TEXT EXCERPT —

Could I solve this using reverse()? Is it efficient?

Not sure if I’ve done this the “right” way that codecademy wanted, but this seemed to make the most sense to me (and is efficient)!

def reversed_list(lst1,lst2):
if list(reversed(lst1)) == lst2:
return True
return False


What is your definition of efficient here?

Hmm, that it doesn’t need many lines of code?

Perhaps there is a nuance for this exercise that I’m missing?

but is that the only factor defining efficiency?

What if you lists contain 10,000 to 100,000 items? You first need to reverse that entire list, and then loop it again to do comparison.

maybe, but not something to worry about at this point in your learning process.

I used:
def reversed_list(lst1,lst2):
–if lst1 == list(reversed(lst2)):
----return True
----return False
which works wonders for me

Yes, but like i said here:

have you thought about that?

It compares every value (which is what you want for it to work) to the reversed list. If it finds a value that does not meet the condition then it will terminate and return False. So it’s only really a problem if one of the last values it encounters doesn’t match.

but is that truly efficient? Lets say you have 100,000 items in your list, you first need to reverse 100,000 items, and then do 100,000 comparisons. Surely, there must be a more effective way?

But then again, performance isn’t the only benchmark.

DATASET —
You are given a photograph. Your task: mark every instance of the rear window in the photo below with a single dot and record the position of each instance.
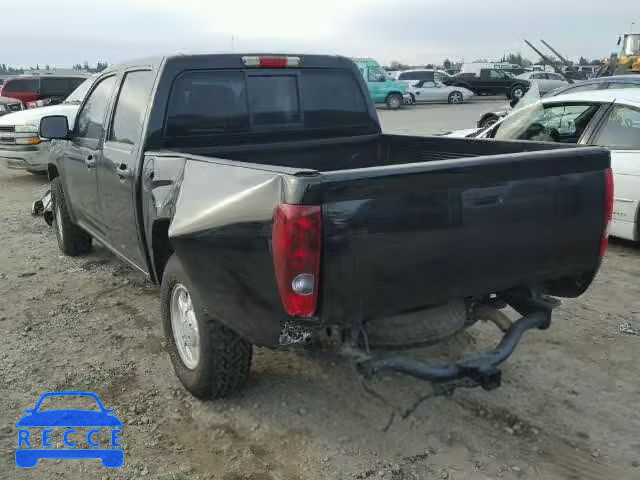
(207, 103)
(21, 85)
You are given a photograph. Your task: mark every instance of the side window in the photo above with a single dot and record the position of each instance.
(622, 128)
(21, 85)
(623, 85)
(582, 88)
(90, 122)
(131, 107)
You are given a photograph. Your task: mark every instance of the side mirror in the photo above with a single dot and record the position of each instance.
(54, 127)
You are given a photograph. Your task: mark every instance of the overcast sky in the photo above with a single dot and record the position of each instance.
(63, 32)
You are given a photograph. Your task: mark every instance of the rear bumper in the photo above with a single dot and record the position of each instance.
(481, 369)
(33, 158)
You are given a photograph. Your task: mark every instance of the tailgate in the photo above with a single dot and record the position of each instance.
(400, 238)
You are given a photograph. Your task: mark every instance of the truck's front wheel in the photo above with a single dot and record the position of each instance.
(210, 360)
(72, 240)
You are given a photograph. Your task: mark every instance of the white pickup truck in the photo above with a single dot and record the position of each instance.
(20, 144)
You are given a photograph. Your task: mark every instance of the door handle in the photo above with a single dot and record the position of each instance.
(123, 171)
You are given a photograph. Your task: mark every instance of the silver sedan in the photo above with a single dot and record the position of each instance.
(423, 91)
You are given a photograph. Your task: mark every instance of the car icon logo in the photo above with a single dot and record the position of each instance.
(77, 428)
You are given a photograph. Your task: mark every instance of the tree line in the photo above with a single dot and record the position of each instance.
(516, 58)
(83, 67)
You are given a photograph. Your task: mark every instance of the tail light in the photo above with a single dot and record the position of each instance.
(297, 241)
(271, 62)
(608, 210)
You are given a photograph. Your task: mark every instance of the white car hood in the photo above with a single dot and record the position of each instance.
(34, 115)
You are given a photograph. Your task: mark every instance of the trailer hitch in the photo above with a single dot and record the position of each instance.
(480, 370)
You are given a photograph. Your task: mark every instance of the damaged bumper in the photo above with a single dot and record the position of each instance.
(481, 369)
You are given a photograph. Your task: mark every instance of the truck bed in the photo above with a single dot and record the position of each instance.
(408, 222)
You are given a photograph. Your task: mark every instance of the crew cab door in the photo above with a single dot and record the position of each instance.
(621, 134)
(118, 165)
(82, 154)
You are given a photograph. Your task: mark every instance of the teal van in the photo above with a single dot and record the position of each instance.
(381, 87)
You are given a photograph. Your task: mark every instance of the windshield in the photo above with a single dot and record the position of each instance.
(79, 93)
(562, 123)
(532, 96)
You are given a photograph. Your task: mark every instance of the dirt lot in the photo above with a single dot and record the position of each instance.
(568, 408)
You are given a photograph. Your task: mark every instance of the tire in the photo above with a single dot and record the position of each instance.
(455, 97)
(394, 101)
(72, 240)
(223, 357)
(517, 91)
(421, 328)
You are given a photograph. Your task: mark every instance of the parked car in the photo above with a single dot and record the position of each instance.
(261, 193)
(490, 81)
(428, 75)
(20, 145)
(423, 91)
(545, 81)
(619, 81)
(382, 87)
(608, 118)
(9, 105)
(39, 91)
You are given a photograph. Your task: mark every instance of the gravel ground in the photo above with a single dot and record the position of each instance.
(568, 407)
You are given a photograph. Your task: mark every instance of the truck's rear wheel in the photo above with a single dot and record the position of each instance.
(425, 327)
(210, 360)
(394, 101)
(72, 240)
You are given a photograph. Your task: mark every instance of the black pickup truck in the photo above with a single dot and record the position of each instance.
(490, 81)
(261, 194)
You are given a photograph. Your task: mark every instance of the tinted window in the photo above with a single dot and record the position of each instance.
(205, 103)
(91, 118)
(21, 85)
(582, 88)
(58, 87)
(622, 128)
(131, 107)
(549, 123)
(221, 102)
(274, 99)
(54, 86)
(375, 74)
(623, 85)
(331, 98)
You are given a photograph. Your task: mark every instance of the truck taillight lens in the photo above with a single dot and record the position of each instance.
(608, 210)
(271, 62)
(297, 242)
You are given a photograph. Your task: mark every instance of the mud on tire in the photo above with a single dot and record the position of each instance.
(224, 357)
(72, 240)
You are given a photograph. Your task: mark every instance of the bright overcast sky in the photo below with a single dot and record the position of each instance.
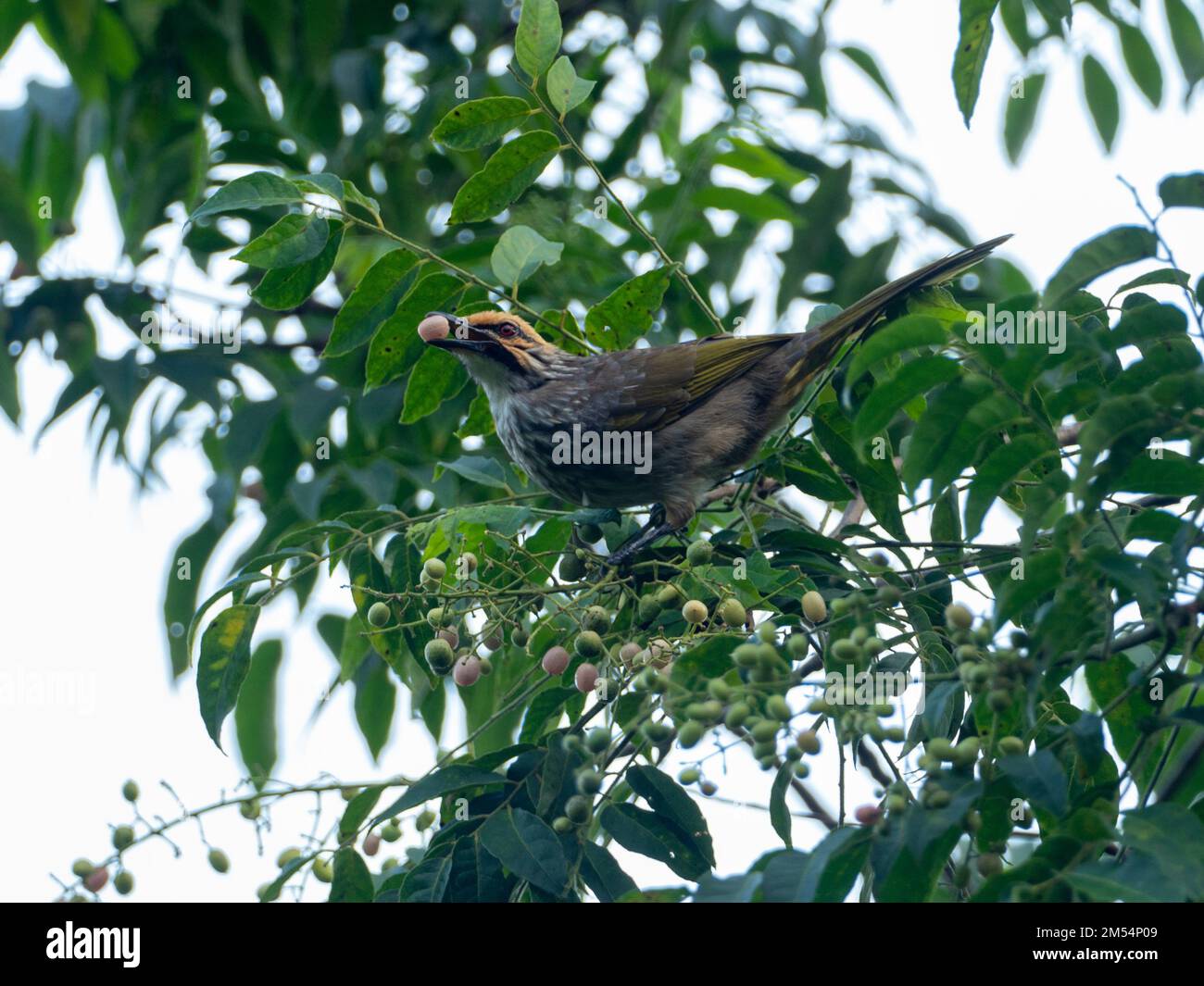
(84, 693)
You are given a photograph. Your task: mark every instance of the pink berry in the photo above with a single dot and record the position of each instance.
(555, 661)
(585, 678)
(868, 814)
(468, 670)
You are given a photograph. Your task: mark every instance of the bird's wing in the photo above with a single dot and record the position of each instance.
(653, 388)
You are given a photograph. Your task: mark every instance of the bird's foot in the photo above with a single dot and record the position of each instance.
(655, 529)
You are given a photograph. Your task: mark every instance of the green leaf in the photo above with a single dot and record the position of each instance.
(897, 336)
(1164, 276)
(779, 814)
(1187, 39)
(1100, 255)
(254, 713)
(478, 468)
(649, 834)
(293, 240)
(396, 345)
(670, 801)
(1185, 191)
(545, 713)
(357, 810)
(285, 288)
(865, 60)
(826, 874)
(603, 876)
(913, 380)
(321, 184)
(372, 301)
(973, 44)
(999, 469)
(481, 121)
(376, 700)
(805, 468)
(566, 92)
(505, 177)
(1103, 100)
(223, 665)
(1022, 115)
(437, 377)
(1042, 576)
(10, 395)
(519, 253)
(537, 39)
(254, 191)
(352, 882)
(526, 846)
(1039, 778)
(457, 777)
(626, 313)
(1142, 61)
(428, 881)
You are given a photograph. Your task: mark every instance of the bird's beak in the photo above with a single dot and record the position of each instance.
(458, 333)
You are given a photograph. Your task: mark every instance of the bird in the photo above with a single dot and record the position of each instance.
(655, 426)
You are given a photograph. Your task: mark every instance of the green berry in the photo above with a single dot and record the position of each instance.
(766, 730)
(578, 809)
(440, 655)
(959, 617)
(731, 612)
(814, 607)
(669, 596)
(999, 700)
(778, 708)
(846, 650)
(589, 644)
(597, 741)
(648, 609)
(596, 619)
(589, 781)
(571, 568)
(691, 733)
(1012, 745)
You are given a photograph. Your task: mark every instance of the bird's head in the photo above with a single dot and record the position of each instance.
(500, 349)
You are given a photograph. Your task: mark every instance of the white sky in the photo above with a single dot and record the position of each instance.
(84, 693)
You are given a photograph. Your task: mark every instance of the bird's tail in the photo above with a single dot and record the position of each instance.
(820, 345)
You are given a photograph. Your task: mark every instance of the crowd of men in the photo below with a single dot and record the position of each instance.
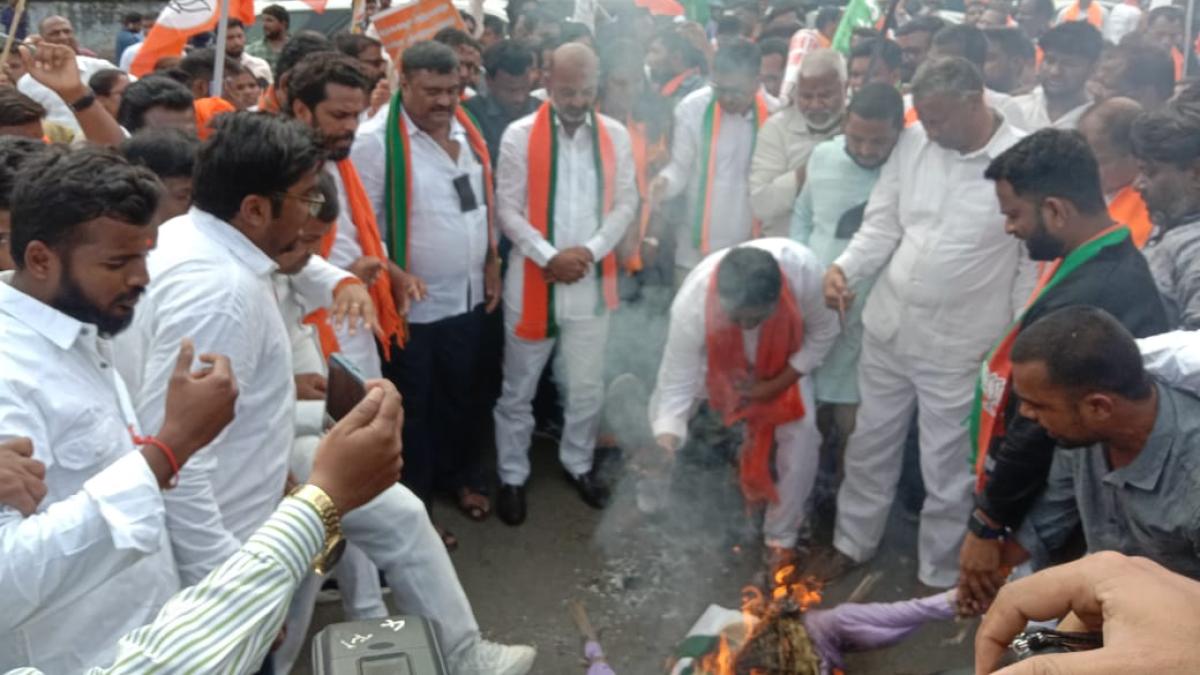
(977, 243)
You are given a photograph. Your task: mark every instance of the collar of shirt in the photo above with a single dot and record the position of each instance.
(1146, 470)
(229, 238)
(456, 131)
(57, 327)
(493, 109)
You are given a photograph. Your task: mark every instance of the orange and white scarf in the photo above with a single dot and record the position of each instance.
(538, 320)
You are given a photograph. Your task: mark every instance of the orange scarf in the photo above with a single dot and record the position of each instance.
(1095, 16)
(1129, 209)
(363, 215)
(987, 423)
(709, 136)
(538, 320)
(268, 102)
(207, 109)
(643, 157)
(779, 338)
(676, 82)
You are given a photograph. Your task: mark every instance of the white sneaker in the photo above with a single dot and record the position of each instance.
(490, 658)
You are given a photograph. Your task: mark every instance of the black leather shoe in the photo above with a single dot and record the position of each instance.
(593, 490)
(510, 505)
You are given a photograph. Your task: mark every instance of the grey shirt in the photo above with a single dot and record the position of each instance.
(1174, 258)
(1147, 508)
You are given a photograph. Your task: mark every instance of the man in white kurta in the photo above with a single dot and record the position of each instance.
(949, 281)
(682, 376)
(215, 284)
(579, 312)
(731, 220)
(94, 561)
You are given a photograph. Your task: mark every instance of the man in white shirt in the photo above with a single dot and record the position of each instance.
(95, 561)
(749, 294)
(719, 213)
(565, 195)
(1071, 52)
(235, 48)
(780, 154)
(949, 282)
(442, 234)
(255, 192)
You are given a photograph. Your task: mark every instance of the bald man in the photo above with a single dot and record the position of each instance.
(1107, 129)
(777, 167)
(565, 193)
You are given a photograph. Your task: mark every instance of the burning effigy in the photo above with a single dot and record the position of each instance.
(784, 633)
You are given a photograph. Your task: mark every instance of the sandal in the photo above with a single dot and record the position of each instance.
(448, 538)
(474, 505)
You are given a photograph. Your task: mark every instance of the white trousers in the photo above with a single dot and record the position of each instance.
(394, 530)
(579, 371)
(891, 388)
(360, 348)
(797, 458)
(358, 579)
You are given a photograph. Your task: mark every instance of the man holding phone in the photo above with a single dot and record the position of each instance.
(427, 173)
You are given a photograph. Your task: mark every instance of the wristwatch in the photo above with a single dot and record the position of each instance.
(84, 101)
(979, 527)
(335, 543)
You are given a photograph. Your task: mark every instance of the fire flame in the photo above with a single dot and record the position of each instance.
(804, 592)
(786, 595)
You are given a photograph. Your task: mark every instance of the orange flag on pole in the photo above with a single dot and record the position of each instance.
(181, 19)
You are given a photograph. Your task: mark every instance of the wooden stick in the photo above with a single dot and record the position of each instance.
(581, 620)
(12, 33)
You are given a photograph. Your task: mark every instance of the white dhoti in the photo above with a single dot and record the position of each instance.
(579, 371)
(395, 532)
(797, 458)
(892, 387)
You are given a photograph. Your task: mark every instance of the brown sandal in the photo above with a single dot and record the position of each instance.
(474, 505)
(448, 539)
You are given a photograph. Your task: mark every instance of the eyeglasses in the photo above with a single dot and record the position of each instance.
(315, 201)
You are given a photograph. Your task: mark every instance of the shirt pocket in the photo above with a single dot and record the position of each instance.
(91, 441)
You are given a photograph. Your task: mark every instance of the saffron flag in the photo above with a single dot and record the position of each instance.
(858, 13)
(179, 21)
(414, 22)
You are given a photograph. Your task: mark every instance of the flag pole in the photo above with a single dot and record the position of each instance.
(215, 87)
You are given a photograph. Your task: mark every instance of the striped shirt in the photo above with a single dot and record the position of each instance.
(227, 621)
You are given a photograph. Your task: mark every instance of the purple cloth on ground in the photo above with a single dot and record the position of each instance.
(859, 627)
(593, 651)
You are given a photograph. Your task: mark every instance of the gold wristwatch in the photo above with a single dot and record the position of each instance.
(335, 543)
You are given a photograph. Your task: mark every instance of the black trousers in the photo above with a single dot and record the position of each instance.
(436, 375)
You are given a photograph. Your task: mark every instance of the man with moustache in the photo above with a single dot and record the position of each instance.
(94, 561)
(949, 281)
(567, 193)
(781, 153)
(1049, 190)
(256, 193)
(426, 173)
(841, 174)
(1167, 144)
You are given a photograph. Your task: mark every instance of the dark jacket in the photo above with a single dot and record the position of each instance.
(1116, 280)
(492, 120)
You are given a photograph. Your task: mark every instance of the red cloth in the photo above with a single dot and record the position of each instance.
(779, 338)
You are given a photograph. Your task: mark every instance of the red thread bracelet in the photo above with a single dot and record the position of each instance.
(167, 452)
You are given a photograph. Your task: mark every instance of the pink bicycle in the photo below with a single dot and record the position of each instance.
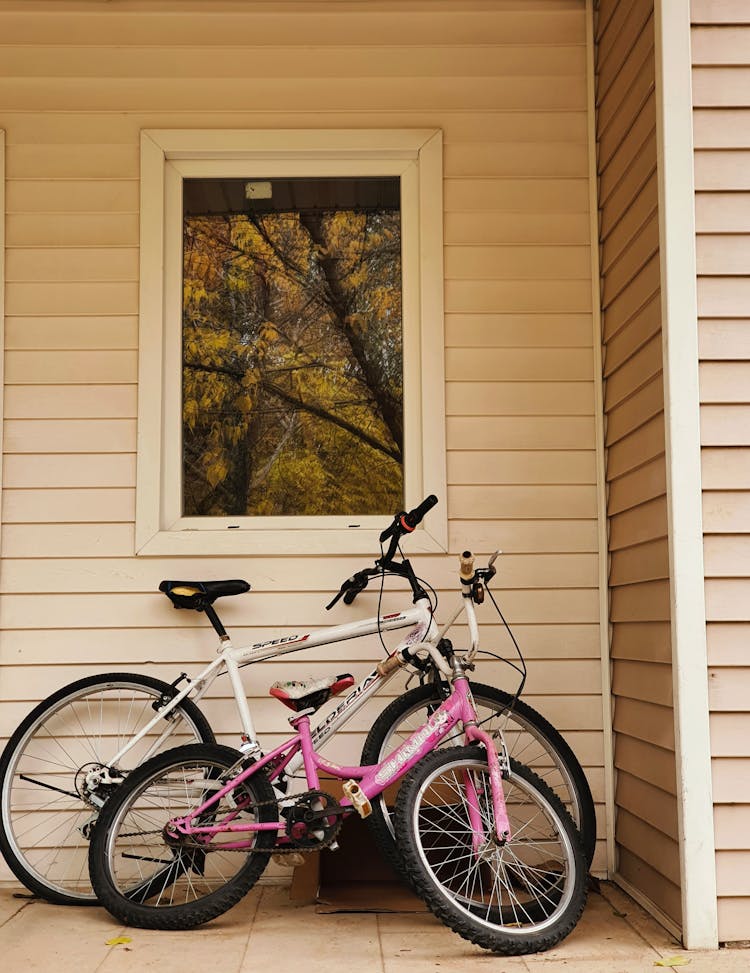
(486, 843)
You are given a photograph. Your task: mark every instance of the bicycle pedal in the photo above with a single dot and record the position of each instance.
(360, 803)
(291, 860)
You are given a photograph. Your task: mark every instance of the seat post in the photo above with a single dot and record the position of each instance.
(216, 622)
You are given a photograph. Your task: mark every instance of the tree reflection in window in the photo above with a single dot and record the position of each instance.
(292, 348)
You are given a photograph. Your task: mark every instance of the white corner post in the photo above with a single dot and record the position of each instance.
(674, 133)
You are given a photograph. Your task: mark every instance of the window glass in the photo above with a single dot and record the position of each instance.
(292, 357)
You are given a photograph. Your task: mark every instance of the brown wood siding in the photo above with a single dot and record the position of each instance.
(721, 119)
(644, 750)
(507, 86)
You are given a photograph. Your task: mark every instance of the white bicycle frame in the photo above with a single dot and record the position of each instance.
(423, 630)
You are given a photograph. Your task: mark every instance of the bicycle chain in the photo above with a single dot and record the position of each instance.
(335, 809)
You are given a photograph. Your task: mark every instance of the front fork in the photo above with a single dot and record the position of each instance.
(502, 833)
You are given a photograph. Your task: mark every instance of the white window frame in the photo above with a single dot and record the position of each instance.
(169, 156)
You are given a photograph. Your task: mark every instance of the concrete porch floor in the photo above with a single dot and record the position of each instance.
(267, 932)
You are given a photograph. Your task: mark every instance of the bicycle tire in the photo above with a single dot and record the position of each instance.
(41, 837)
(129, 840)
(565, 775)
(521, 896)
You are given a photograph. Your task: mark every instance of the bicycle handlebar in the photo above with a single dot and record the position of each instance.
(403, 523)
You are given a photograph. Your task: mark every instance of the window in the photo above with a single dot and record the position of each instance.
(291, 330)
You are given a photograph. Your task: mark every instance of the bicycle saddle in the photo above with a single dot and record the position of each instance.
(299, 694)
(198, 594)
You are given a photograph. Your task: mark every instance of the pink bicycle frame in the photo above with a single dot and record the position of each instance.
(458, 707)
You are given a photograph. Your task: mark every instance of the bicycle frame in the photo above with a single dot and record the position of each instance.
(230, 659)
(457, 708)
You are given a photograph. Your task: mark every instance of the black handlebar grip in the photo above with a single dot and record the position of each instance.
(415, 516)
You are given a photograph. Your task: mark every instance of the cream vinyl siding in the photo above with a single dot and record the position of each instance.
(506, 84)
(646, 809)
(721, 117)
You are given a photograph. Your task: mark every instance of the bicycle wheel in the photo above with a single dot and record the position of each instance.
(147, 879)
(528, 737)
(46, 815)
(522, 896)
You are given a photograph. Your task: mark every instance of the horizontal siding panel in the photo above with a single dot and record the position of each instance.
(541, 296)
(72, 196)
(725, 425)
(24, 470)
(644, 681)
(142, 575)
(519, 364)
(723, 296)
(728, 688)
(528, 501)
(517, 195)
(727, 555)
(642, 641)
(517, 331)
(68, 506)
(134, 610)
(731, 781)
(137, 94)
(520, 432)
(652, 804)
(721, 170)
(730, 45)
(726, 600)
(519, 398)
(727, 643)
(724, 340)
(641, 446)
(523, 536)
(70, 435)
(509, 466)
(665, 894)
(645, 721)
(540, 160)
(725, 382)
(646, 562)
(498, 227)
(78, 264)
(733, 918)
(722, 213)
(71, 229)
(645, 483)
(730, 737)
(120, 649)
(68, 540)
(71, 402)
(74, 161)
(646, 522)
(71, 333)
(721, 87)
(68, 297)
(517, 263)
(223, 25)
(718, 254)
(715, 128)
(77, 367)
(726, 512)
(260, 62)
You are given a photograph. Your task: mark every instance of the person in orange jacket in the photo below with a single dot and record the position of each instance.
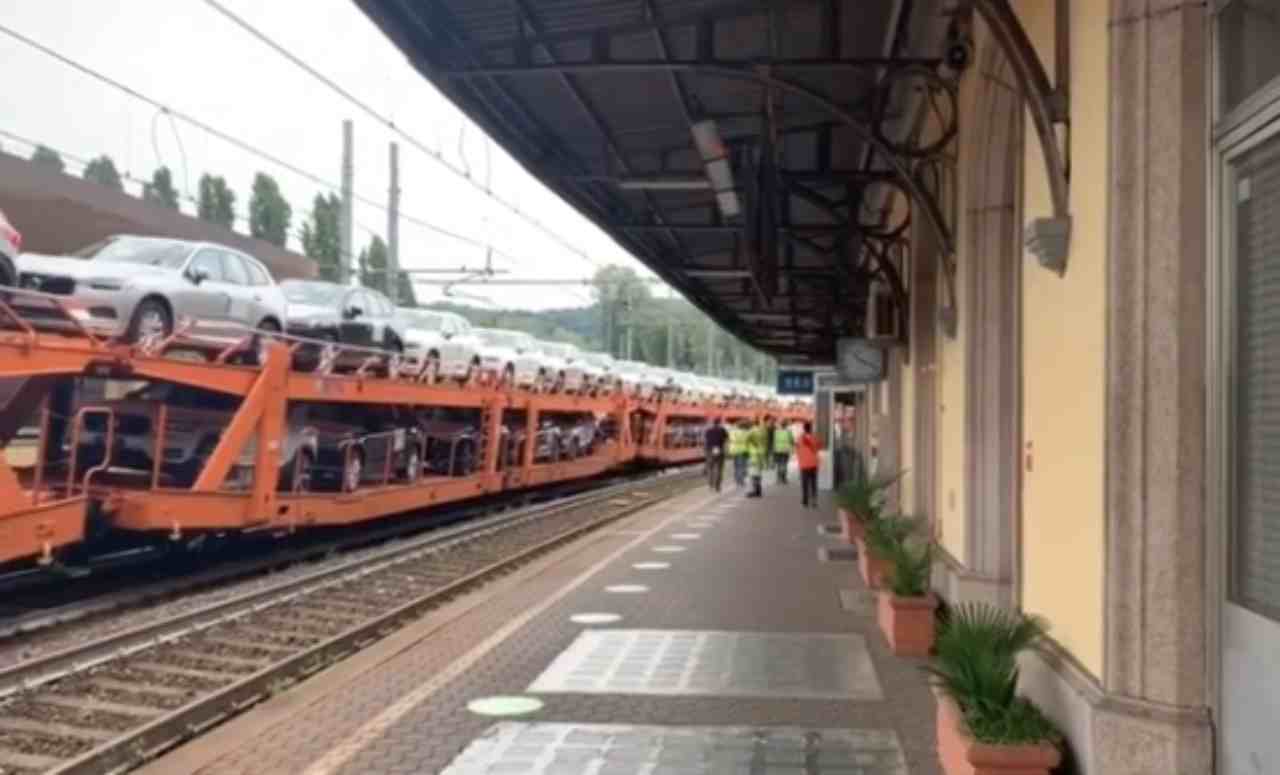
(807, 455)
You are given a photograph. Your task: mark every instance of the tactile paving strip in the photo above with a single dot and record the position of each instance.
(607, 748)
(704, 662)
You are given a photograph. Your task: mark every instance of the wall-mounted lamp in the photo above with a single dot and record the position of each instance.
(1048, 238)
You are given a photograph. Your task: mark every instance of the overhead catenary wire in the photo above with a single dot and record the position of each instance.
(465, 174)
(232, 140)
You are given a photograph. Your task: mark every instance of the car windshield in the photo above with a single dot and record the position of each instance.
(423, 320)
(312, 293)
(184, 397)
(503, 338)
(154, 252)
(566, 351)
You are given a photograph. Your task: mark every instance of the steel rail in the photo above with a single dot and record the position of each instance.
(54, 666)
(168, 730)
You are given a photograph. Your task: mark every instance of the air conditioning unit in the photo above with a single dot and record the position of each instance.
(883, 317)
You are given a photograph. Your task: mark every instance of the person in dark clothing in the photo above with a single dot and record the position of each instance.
(713, 445)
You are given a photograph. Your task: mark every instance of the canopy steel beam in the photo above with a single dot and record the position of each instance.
(702, 64)
(592, 113)
(1045, 104)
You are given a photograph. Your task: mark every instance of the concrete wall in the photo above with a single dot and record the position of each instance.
(59, 213)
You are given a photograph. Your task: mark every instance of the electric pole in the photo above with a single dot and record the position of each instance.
(392, 277)
(626, 311)
(711, 347)
(671, 334)
(346, 222)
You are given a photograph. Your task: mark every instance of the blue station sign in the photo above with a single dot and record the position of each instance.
(795, 383)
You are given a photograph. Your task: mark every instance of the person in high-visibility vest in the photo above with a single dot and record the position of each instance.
(737, 451)
(807, 455)
(757, 452)
(782, 445)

REQUIREMENTS —
(a) List every sentence in the forum thread about reversing lists that contains the exact word "efficient".
(b) Reproduce the part of the forum thread about reversing lists starting at "It compares every" and ending at "encounters doesn’t match.".

RESPONSES BY TASK —
(a)
- Is it efficient?
- Not sure if I’ve done this the “right” way that codecademy wanted, but this seemed to make the most sense to me (and is efficient)!
- What is your definition of efficient here?
- but is that truly efficient?

(b)
It compares every value (which is what you want for it to work) to the reversed list. If it finds a value that does not meet the condition then it will terminate and return False. So it’s only really a problem if one of the last values it encounters doesn’t match.